Le mouvement résiduel comme fragment à recycler

20Pendant l’expérimentation avec le modèle architectural de la kinésphère, les danseurs, qui maintiennent la réinscription des formes en déséquilibre, arrivent encore une fois à un état de vibration et de vertige. Dans cet état de tremblement, dénué de stabilité, leur corps engendre un mouvement résiduel à la fois inévitable et imprévisible.

21La notion de mouvement résiduel est très importante dans la méthodologie d’improvisation développée par Forsythe. Elle est étroitement liée à la vision du chorégraphe du fonctionnement de la danse. Forsythe est toujours prêt à expérimenter avec sa capacité (et celle de ses danseurs) à coordonner d’une manière très compliquée : « Les gens n’ont pas beaucoup l’expérience de l’habileté extrême que possède un corps de danseur pour articuler et intégrer des flux complexes17. »

§ CONSIGNE: Mettez à jour le passage sur le mouvement résiduel, depuis « Le mouvement résiduel » jusqu'à « inévitable et imprévisible. », en y remplaçant « vertige » par « tournis ».

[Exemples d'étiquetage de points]
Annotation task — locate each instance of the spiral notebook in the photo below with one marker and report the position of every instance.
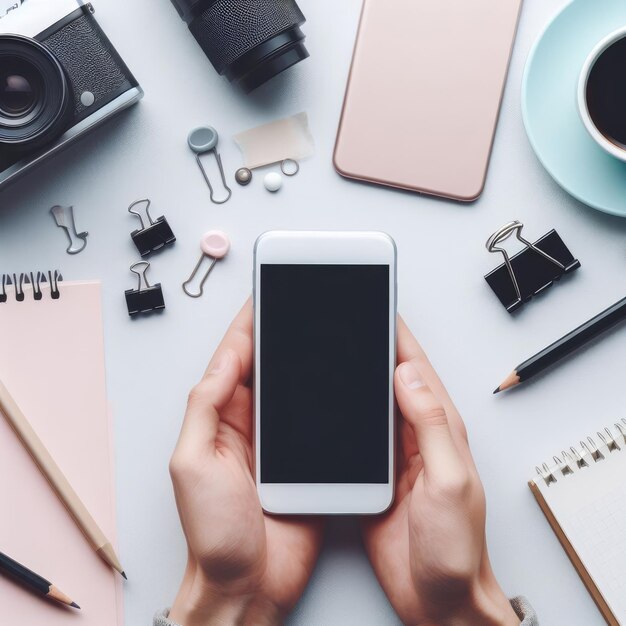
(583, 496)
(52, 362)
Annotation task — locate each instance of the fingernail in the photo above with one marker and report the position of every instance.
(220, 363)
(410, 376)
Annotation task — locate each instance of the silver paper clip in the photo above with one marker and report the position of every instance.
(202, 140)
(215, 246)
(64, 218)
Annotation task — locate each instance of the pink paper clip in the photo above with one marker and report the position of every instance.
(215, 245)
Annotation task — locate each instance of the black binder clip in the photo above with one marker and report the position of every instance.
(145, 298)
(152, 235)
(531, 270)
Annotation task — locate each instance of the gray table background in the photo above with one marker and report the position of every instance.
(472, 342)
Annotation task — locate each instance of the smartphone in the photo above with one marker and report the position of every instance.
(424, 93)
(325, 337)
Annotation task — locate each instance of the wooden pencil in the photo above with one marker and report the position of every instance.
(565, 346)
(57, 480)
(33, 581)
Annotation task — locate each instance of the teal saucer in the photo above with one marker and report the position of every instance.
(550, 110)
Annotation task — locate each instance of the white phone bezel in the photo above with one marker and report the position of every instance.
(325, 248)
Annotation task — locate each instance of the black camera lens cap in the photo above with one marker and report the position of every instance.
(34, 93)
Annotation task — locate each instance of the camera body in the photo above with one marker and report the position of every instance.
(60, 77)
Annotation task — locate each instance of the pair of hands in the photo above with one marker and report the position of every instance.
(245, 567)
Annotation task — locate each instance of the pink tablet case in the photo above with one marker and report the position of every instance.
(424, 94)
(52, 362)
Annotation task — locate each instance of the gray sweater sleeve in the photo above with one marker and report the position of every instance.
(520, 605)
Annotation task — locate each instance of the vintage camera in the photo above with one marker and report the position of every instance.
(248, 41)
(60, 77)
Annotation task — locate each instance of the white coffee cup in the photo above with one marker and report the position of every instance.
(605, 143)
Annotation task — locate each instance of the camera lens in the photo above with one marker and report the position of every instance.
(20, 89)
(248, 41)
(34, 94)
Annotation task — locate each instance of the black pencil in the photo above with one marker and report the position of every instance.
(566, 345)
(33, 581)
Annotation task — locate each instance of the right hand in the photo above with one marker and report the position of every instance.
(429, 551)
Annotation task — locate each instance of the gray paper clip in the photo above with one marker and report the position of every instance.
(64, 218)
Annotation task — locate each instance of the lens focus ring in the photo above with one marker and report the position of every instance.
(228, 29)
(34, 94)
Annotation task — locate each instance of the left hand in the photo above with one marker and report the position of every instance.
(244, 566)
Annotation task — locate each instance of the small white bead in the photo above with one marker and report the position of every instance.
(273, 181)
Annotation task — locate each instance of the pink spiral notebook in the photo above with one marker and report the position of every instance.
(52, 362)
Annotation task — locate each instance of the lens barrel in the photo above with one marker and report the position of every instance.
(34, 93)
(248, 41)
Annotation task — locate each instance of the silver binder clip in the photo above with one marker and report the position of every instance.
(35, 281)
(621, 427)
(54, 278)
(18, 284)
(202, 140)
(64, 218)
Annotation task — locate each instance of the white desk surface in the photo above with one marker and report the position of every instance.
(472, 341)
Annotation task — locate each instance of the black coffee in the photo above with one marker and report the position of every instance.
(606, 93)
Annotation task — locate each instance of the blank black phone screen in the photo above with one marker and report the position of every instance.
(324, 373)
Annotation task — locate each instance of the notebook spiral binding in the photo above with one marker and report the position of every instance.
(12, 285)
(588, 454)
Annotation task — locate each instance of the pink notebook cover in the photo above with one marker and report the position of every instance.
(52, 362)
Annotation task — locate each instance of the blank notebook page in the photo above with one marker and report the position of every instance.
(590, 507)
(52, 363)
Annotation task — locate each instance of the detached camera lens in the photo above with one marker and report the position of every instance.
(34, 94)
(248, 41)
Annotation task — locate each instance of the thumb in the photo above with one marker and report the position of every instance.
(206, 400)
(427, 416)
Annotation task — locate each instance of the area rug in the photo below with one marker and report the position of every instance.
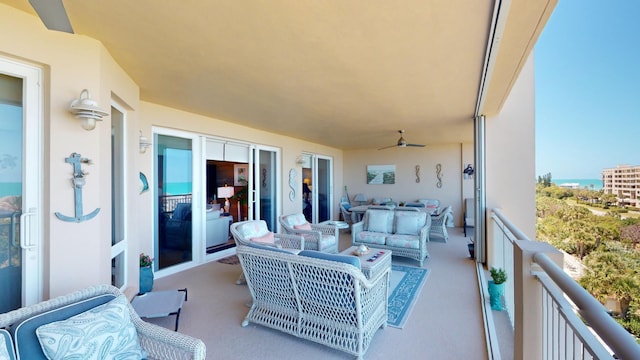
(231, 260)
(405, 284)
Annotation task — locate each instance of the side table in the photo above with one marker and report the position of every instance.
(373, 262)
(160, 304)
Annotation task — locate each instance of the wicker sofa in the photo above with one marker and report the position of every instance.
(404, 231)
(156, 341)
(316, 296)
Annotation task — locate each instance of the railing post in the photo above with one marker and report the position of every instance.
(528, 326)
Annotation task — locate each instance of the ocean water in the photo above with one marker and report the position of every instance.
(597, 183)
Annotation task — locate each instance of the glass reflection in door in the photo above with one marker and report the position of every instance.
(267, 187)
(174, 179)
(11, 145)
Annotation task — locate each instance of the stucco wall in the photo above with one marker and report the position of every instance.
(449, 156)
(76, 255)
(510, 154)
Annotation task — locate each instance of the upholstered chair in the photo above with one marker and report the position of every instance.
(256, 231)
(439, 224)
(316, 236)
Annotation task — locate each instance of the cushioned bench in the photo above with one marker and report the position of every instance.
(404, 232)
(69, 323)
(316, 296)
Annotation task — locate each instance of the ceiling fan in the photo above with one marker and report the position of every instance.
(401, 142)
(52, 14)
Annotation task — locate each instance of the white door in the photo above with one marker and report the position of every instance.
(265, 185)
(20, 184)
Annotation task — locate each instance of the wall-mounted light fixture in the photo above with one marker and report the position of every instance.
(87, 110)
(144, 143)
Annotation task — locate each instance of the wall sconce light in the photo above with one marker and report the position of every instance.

§ RÉPONSE:
Le mouvement résiduel comme fragment à recycler

20Pendant l’expérimentation avec le modèle architectural de la kinésphère, les danseurs, qui maintiennent la réinscription des formes en déséquilibre, arrivent encore une fois à un état de vibration et de tournis. Dans cet état de tremblement, dénué de stabilité, leur corps engendre un mouvement résiduel à la fois inévitable et imprévisible.